Выбрать главу

— Я вижу, ваши желудки не удалось законсервировать немцам, — шутил Ганецкий за столом, — хотя буржуазная печать на все лады трубит о «пломбированном вагоне».

— Пломбы никакой не было, но держали нас строго, — вспоминал потом Миха Цхакая. — Наш спутник, маленький Роберт, захотел было поупражняться с одним немцем на станции в знании французского языка, ибо других он не знал, но немец не пожелал с ним разговаривать, повернулся спиной. Так нашему мальчику и не удалось поговорить. А на берегу, когда мы садились на пароход, постлали доски, чтобы не касаться немецкой земли, — таково было желание германских властей.

— Получили ли вы мою телеграмму? — обратился Ганецкий.

_Задания_.
(1) Для чего, согласно отрывку о «пломбированном вагоне», на берегу при посадке на пароход постлали доски?
(2) Продолжите отрывок о «пломбированном вагоне» после его последней реплики.
Записи к этому отношения не имеют.

_Извлечённые данные_.
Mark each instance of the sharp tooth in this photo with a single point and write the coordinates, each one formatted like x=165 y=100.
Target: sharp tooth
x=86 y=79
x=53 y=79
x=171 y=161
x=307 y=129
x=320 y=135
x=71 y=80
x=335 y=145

_Ответы_.
(1) Чтобы не касаться немецкой земли: таково было желание германских властей.

(2)
— О да, мы были очень рады, — ответил Миха Цхакая. — Но вначале, когда капитан спросил: «Кто из вас господин Ульянов?» — мы было струхнули… «А что вам угодно? — выступив вперед, сказал Владимир Ильич. — Я Ульянов». Тогда-то капитан и сообщил нам текст вашей телеграммы. Все сразу повеселели, приободрились…

Немного отдохнув, все заспешили на вокзал. Особенно не терпелось Владимиру Ильичу, он так и рвался скорее в Россию.

И вот все в вагоне поезда. Ганецкий сел в одно купе с Владимиром Ильичем и Надеждой Константиновной. Беседа затянулась до поздней ночи. Владимир Ильич все расспрашивал о последних сведениях из России. Он говорил о предстоящей борьбе пролетариата, о перспективах развивающейся революции, о форме, которую она должна принять…

Владимир Ильич указывал на необходимость оставить за границей ячейку для сношения между ЦК РСДРП (б) в России и внешним миром, для информации и вообще «на всякий случай». Тут же наметилось Заграничное бюро ЦК партии большевиков, в которое вошли Ганецкий и Воровский. Лишь в 4 часа удалось уговорить Владимира Ильича немножко поспать.

В. В. Воровский среди служащих советского полпредства в Риме.

Здание советского полпредства в Риме. 1922 г.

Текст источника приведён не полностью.